WHAT YOU HAVE TO DO: Copy each line of the entries that includes the word "below".

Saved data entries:
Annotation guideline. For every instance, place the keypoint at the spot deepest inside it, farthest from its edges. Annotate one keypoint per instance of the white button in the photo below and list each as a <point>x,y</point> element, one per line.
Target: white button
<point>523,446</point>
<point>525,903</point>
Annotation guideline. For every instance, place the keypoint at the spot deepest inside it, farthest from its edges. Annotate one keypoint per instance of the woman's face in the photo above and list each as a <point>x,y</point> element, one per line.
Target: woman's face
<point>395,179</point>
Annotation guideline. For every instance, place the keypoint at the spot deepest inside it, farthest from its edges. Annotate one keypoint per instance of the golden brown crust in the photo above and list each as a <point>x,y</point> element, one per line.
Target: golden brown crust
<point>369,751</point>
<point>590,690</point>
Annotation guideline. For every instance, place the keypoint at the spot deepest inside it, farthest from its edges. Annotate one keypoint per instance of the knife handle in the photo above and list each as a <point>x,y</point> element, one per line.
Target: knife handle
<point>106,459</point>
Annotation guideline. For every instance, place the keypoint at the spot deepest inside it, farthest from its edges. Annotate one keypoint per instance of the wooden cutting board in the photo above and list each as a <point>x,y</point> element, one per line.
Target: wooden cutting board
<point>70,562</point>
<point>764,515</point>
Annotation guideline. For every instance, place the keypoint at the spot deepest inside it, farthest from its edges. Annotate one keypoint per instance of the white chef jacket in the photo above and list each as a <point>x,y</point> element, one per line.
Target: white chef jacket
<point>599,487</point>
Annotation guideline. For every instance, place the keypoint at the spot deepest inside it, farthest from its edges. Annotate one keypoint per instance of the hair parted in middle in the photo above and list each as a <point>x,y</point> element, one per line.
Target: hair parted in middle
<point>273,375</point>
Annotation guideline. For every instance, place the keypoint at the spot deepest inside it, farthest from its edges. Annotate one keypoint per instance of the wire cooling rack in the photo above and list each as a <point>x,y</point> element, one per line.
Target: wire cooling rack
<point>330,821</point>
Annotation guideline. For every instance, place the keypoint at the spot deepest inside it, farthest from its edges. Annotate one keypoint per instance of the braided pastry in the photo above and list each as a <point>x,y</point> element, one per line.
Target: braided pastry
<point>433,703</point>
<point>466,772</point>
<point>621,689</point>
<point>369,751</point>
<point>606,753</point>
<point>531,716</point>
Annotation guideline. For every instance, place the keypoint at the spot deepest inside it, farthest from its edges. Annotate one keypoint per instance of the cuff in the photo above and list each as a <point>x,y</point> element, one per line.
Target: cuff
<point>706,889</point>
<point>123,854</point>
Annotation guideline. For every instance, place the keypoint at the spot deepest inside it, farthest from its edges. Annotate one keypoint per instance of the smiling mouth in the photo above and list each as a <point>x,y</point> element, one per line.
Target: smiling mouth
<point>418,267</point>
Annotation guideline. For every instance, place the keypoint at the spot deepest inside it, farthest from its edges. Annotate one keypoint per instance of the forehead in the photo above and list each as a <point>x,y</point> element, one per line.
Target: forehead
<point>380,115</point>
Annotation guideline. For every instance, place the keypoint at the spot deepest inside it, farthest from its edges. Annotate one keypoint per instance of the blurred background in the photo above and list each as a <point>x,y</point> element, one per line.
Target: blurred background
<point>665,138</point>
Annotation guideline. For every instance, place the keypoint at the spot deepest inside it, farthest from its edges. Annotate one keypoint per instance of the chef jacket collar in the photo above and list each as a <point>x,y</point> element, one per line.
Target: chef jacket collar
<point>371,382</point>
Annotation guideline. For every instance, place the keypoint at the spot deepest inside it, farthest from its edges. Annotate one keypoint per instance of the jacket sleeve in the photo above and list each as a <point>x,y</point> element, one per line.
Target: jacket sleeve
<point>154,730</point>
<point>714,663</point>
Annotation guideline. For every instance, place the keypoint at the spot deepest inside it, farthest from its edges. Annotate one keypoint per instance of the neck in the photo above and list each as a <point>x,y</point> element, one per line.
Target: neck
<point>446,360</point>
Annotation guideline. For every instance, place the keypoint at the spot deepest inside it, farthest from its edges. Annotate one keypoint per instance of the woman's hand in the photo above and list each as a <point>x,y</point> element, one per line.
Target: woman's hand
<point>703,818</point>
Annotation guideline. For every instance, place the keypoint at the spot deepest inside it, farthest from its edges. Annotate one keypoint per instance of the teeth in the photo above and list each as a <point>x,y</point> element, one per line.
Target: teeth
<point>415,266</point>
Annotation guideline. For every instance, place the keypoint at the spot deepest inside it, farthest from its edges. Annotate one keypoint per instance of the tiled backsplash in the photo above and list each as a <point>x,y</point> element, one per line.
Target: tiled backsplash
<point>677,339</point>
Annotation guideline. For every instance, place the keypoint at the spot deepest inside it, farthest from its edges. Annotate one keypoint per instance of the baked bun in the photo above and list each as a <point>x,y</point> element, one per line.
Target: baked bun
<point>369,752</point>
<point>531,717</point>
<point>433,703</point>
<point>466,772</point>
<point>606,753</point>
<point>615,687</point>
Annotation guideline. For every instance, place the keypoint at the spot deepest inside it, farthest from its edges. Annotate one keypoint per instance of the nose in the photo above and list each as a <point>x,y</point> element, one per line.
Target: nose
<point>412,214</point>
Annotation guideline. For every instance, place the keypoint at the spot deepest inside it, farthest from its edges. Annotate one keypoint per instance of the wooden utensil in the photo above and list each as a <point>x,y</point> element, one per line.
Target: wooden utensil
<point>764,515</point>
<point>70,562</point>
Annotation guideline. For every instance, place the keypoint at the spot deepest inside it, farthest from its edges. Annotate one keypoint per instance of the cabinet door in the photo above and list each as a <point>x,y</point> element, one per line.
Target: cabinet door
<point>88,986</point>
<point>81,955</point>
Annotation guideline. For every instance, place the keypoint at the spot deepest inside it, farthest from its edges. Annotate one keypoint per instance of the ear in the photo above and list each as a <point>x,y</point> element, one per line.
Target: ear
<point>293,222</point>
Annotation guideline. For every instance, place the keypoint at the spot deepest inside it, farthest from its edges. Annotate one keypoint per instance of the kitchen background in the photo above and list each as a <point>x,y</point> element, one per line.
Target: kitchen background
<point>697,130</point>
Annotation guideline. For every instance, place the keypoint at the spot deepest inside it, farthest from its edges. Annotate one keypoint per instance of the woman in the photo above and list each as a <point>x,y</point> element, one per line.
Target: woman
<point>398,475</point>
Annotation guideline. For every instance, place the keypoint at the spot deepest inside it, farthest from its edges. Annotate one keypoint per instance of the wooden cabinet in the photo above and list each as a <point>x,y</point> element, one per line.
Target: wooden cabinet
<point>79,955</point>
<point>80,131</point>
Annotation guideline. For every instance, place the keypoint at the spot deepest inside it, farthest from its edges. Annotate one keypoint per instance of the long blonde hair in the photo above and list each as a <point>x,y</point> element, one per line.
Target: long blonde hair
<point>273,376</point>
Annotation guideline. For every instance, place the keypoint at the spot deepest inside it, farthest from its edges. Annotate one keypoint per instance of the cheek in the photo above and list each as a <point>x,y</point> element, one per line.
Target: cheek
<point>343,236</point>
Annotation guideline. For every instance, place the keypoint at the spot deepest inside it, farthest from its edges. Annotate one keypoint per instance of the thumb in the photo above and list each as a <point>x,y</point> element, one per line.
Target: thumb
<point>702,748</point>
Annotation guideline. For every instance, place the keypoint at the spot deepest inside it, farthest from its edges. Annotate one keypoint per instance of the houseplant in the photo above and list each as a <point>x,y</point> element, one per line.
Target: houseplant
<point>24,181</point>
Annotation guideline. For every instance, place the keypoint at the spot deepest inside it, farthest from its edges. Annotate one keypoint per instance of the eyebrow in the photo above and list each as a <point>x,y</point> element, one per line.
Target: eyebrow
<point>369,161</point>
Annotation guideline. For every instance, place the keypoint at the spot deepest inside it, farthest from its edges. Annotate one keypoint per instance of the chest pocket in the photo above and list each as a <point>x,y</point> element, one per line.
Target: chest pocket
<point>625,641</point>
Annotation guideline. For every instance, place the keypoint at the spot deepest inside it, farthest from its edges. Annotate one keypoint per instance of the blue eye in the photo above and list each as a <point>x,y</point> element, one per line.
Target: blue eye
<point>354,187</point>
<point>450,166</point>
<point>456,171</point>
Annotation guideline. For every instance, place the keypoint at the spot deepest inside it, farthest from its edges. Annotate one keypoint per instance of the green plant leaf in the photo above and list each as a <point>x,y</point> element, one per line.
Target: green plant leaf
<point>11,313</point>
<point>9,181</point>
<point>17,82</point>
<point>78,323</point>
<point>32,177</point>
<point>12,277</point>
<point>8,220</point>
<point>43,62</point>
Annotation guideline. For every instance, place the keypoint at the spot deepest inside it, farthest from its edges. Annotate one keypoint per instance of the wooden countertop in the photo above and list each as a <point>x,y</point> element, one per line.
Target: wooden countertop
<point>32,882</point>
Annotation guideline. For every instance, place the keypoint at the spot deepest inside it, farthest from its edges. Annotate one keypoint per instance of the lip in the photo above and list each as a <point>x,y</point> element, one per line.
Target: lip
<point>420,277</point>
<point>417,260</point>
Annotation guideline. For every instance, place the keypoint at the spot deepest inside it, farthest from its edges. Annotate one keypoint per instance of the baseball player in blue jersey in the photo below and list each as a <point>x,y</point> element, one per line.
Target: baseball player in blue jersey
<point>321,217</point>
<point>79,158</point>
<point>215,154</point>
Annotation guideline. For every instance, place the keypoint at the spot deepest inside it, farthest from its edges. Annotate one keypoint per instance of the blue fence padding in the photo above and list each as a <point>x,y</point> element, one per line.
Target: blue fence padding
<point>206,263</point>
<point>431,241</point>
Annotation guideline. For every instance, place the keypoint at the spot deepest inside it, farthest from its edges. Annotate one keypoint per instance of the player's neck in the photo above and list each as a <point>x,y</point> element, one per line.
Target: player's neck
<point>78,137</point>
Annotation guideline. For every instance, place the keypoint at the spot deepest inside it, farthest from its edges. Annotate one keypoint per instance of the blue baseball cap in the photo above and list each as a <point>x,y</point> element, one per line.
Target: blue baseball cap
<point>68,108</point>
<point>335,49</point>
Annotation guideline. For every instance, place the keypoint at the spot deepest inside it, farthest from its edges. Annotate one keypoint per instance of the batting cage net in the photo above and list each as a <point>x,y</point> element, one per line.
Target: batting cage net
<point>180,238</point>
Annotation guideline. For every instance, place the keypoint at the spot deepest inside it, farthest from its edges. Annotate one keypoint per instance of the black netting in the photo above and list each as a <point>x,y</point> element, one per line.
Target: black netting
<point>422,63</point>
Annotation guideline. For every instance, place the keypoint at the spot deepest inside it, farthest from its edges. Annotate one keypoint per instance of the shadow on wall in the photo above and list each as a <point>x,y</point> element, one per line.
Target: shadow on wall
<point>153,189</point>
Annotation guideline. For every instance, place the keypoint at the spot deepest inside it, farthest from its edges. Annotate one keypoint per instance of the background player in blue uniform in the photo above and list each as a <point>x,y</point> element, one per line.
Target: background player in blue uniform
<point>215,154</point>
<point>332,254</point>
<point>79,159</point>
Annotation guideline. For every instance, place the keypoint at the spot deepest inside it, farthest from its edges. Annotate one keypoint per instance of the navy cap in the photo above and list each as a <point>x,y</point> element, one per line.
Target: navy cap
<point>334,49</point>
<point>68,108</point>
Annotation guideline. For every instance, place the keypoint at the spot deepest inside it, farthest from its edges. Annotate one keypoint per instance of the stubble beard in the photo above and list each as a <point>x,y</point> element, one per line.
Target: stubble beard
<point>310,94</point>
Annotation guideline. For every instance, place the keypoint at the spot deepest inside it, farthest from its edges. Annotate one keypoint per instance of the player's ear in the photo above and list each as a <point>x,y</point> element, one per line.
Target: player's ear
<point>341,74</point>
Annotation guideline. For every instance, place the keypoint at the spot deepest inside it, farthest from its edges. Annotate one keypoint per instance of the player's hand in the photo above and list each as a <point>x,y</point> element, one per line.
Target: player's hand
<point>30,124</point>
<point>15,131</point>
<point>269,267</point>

EXERCISE SOLUTION:
Annotation guideline. For every instance, place the keypoint at the spot deepest inside it, farthest from its edges. Annotate one keypoint per instance of the white button in the photo below and list each as a <point>x,y</point> element, one per line.
Annotation guideline. For every instance, place the keypoint at the spot deepest inside it, farthest from its edges. Annotate one keypoint per instance of the baseball player in blue jersey in the photo below and list each as a <point>x,y</point> element, one per line.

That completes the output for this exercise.